Schroeder’s “The Snowball”

There are very few people in the business world that I respect more than Warren Buffett (hereby referred to as “WB”).  His skill, success, conviction, simplicity, and humor are all characteristics that I have a deep admiration for.  In the past I’ve read several books which cover WB’s investment style but lack significant biographical detail.  The latest book about his life entitled, “The Snowball and the Business of Life” fills the gap where previous books have failed by focusing on his life including details about his upbringing, family, and business.

The book was written by Alice Schroeder who covered Berkshire-Hathaway as an equity analyst in her previous career.  According to the inside cover WB & Schroeder became friends over the years.  WB eventually encouraged Schroeder to pursue a writing career and offered her unprecedented access to interview family and friends with the goal of producing a cohesive book on his life.  The results are spectacular.  With the exception of “Atlas Shrugged” this has been my favorite book that I’ve read on our trip.

If you like what WB stands for or have an interest in his investment style this book is definitely worth a read.

In reading the first part of the book about his upbringing I took notes on some of the lessons that WB learned along the way.  These lessons would ultimately help WB achieve unprecedented investment success.

Here are the lessons:

a) “Inner Scorecard”- pg. 33- from father:  WB learned to have an “inner scorecard” from his father who always made decisions based on his principles instead of following trends or crowds.  This obviously helped WB make investment decisions later on in life when Wall Street considered them unpopular (or vice versa: not make investments when Wall Street considered them popular).

b) “It might be easier to go through life as an echo, but only until the other guy plays a wrong note.“- pg. 58- from a band experience.

c) Care about opinion- pg. 62- Sidney Weinberg- When WB was young his father took him to a Wall Street investment company where he got to meet the CEO, Sidney Weinberg.  WB remembers that Weinberg paid attention to him and asked him about his opinion which he appreciated.

d) Don’t fixate on what was paid for a stock- pg. 65- self-lesson from his investment days at the age of 12!

e) Don’t rush unthinkingly for a small profit- pg. 65- self-lesson from his investment days at the age of 12!

f) Investing other’s money- a loss may make them upset- pg. 65- self-lesson from his investment days at the age of 12!

g) Know the deal in advance- pg. 74- shoveling snow for his grandfather

h) Didn’t like hard manual labor- pg. 75- working in grocery

i) Don’t criticize others- pg. 99- Dale Carnegie’s “How to Win Friends and Influence People“.

j) Calculating odds, betting when odds are in favor, emotional decision-making- pg. 108- horse racing.

[Data excerpt]
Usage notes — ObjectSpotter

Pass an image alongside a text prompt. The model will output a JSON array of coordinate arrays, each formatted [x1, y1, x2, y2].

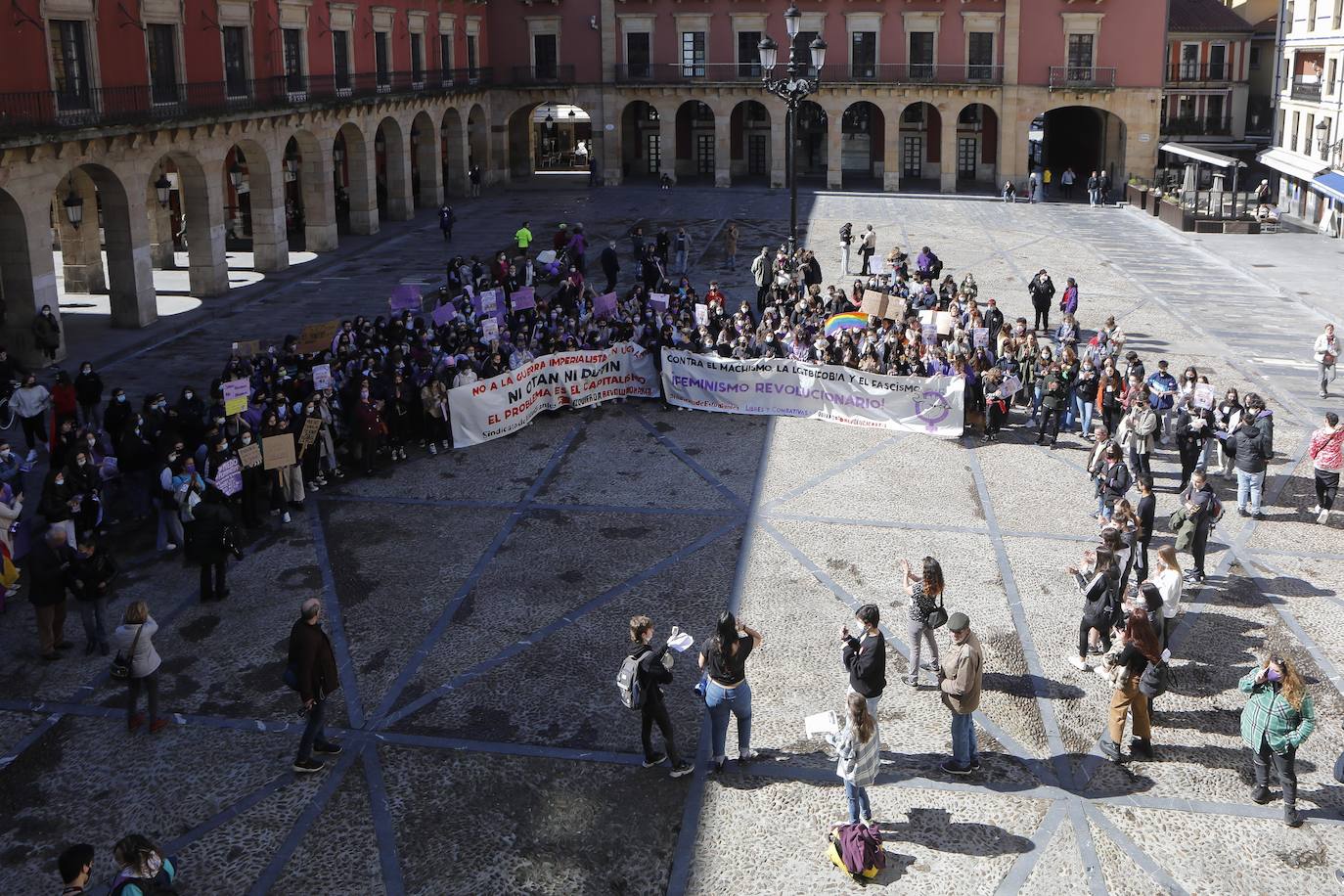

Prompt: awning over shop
[[1312, 170, 1344, 202], [1158, 144, 1246, 168], [1255, 147, 1326, 180]]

[Stated goal] In the book review, what was Alice Schroeder's job before she wrote the book?

[Exercise solution] She was an equity analyst who covered Berkshire-Hathaway.